> _What you should do_
Transcribe each record exactly, but omit pictures.

> _Data supplied_

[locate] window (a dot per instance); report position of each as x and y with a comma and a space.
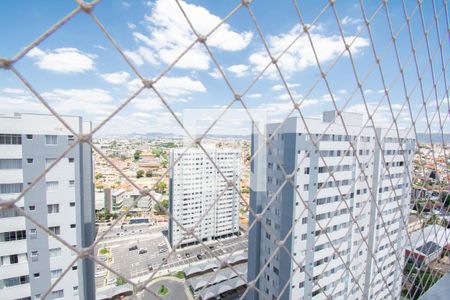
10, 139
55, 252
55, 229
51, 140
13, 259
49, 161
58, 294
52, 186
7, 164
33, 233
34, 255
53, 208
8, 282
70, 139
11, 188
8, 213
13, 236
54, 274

> _Reply_
[locate] window (a dot per instance); report position of each as x and y with a comma and a space.
10, 139
55, 252
55, 229
51, 140
13, 259
49, 161
58, 294
52, 186
7, 164
33, 233
34, 255
53, 208
8, 282
70, 139
11, 188
8, 213
13, 236
54, 274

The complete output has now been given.